**Material for this exercise**

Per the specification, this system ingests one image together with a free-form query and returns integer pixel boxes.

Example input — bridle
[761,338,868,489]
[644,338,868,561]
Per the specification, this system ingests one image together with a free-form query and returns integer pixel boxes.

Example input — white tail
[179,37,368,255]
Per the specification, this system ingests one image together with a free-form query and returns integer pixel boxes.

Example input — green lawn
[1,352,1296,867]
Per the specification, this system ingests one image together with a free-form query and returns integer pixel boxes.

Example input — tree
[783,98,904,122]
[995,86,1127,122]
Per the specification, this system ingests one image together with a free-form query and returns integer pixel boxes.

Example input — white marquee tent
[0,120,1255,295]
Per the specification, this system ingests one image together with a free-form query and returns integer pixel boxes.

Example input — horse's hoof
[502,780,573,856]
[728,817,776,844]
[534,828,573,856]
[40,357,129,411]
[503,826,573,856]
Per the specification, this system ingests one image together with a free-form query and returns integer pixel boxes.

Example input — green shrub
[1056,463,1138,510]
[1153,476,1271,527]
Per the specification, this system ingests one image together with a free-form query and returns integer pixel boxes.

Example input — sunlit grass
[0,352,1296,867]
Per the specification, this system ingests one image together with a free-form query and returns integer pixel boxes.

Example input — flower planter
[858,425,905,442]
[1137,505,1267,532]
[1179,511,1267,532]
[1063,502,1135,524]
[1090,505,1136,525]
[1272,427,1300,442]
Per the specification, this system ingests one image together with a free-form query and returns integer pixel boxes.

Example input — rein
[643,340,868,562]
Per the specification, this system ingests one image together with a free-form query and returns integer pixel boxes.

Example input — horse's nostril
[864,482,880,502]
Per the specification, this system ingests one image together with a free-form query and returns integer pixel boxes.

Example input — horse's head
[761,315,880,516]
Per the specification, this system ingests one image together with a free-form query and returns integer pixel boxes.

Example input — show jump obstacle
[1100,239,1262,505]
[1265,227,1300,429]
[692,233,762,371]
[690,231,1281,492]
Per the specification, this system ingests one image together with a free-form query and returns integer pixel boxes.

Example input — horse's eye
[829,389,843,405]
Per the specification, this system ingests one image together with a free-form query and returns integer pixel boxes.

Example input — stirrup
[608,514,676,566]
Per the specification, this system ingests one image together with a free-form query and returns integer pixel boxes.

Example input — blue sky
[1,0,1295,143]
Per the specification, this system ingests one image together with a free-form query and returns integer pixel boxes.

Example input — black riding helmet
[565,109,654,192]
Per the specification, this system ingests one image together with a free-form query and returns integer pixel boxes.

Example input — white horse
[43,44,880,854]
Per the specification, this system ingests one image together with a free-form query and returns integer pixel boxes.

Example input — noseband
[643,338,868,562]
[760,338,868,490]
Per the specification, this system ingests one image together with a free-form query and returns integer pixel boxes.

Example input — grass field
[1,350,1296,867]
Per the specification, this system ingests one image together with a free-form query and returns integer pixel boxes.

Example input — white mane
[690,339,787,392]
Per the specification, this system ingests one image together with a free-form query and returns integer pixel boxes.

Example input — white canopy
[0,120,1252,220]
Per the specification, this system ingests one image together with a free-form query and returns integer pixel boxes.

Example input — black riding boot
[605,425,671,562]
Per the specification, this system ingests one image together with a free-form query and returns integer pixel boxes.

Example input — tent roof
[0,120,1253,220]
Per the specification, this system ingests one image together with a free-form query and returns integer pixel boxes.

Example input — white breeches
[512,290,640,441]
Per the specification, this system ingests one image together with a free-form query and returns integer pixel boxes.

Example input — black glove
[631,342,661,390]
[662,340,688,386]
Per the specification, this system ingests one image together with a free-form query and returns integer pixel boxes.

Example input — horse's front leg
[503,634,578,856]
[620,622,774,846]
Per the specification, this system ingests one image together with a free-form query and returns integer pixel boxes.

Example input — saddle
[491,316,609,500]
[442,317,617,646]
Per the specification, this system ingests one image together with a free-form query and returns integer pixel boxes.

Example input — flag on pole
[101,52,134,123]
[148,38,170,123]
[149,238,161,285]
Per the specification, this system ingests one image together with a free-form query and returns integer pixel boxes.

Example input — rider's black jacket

**Problem description**
Could you write out all the entries exactly as given?

**Written solution**
Per the specification, this system ingests one image together with a free-form query and returns integer pixel boxes.

Example input — bridle
[761,338,868,489]
[644,338,868,561]
Per the specification, this system ingests one image together with a free-form query and returns integer pixel boxes.

Example input — white tail
[179,37,368,255]
Per the specification, this system ingests one image together with a free-form query and returns integer pixel boxes.

Example input — green lawn
[1,352,1296,867]
Per the specification, this system ingests one image together with a free-form query and returns integer pixel boxes.

Example input — tree
[783,98,904,122]
[995,86,1127,122]
Per the specification, this system ingests one image together with a free-form query and returns integer pixel boxes.

Example input — white marquee tent
[0,120,1255,295]
Per the specification, this system ingests one image together with a free-form query and returns integer pixel boxes.

Example input — horse's hoof
[502,780,573,856]
[728,817,776,844]
[534,828,573,856]
[40,357,129,411]
[503,826,573,856]
Per the specification, this system ingests one image together with a free-form query and returns integer pixel boxes.

Example input — green shrub
[1056,463,1138,510]
[1153,476,1271,527]
Per the specification, this system ingests one image together with a free-form query and returns integer pixel boxes.

Example input — sunlit grass
[0,352,1296,867]
Per the specification, this system ingests one image together with a free-form query and returns integer pixel boxes.

Example input — flower planter
[858,425,905,442]
[1137,505,1267,532]
[1179,511,1267,532]
[1063,502,1135,524]
[1090,505,1136,525]
[1272,427,1300,442]
Per the specification, this system ingests one image together with a free-form query and returns integer pixel boxes.

Example input — rein
[643,340,868,562]
Per the specification, this system ingests one image together with a free-form query and returns integer pixel boxes.

Example input — horse's nostril
[864,482,880,502]
Per the specification, this system ingests one image together with a free-form query and returns integer pixel boxes.

Example input — horse's head
[761,315,880,516]
Per the specification, this system ingests one image together with a free-form query and returns integer pixel boxes.

Example input — show jump obstacle
[1100,239,1262,505]
[1265,227,1300,429]
[692,233,762,371]
[690,231,1281,492]
Per the specification, this system ingests one image together with a free-form query and returns integer pixel boxes.

Example input — horse's eye
[829,389,843,405]
Per the specification, this system ingests one image together with a free-form query and returns integer pixel boxes.

Example input — stirrup
[608,514,676,566]
Per the specification, this system ingests one image together with a free-form query and returns integer pixel boxes.

Example input — blue sky
[1,0,1295,143]
Per the specification, this system ingests one image together with a free-form query and returns integer pixel boxes.

Example input — black riding helmet
[565,109,654,192]
Per the specification, this system ingests one image together with a free-form query and returns integer pixel boxes.

Example input — white horse
[43,44,880,854]
Per the specification, this system ingests one image together with a free-form query and returns integer pixel boxes.

Example input — noseband
[643,338,868,562]
[760,338,868,490]
Per the specification, this system ingests one image together with a free-form query and returns integer pixel boxes.

Example input — grass field
[1,350,1296,867]
Per the specification, this system ingests one image together with a free-form query and returns integer pixel boxes.

Example input — white mane
[690,339,787,392]
Per the specification, this system ingests one image together with a free-form query and returns integer pixel boxes.

Example input — white canopy
[0,120,1252,220]
Per the specification, this system ingests one image together with a free-form query and returns integer pixel boxes.

Example input — black riding boot
[605,425,671,562]
Per the specification, this system ingests one image together with a free-form query and returns integer pixel boxes.

Example input — tent roof
[0,120,1253,220]
Per the specification, this system ingests one image together with a free-form query and returns integer pixel boxes.

Example input — white breeches
[512,290,640,441]
Per the specification, this system ingests one image together with a free-form query and returns integer pixel boxes.

Example input — black glove
[631,342,661,390]
[662,340,688,386]
Per the specification, this system ingests one image together with a free-form query and returns integer pixel boxes.

Example input — horse's front leg
[503,634,578,856]
[620,622,774,846]
Per the specification, this system ingests one image together with a free-form query and returns integer pixel boxes.

Example input — saddle
[491,316,609,500]
[442,317,617,646]
Per the specification, this system ingests one image together with a free-form query and returns integer pixel boxes.

Example input — flag on pole
[101,52,134,123]
[148,38,170,123]
[149,238,161,285]
Per the specification, this system ingests one image together with a free-form query and returns integer pixel boxes.

Example input — rider's black jacket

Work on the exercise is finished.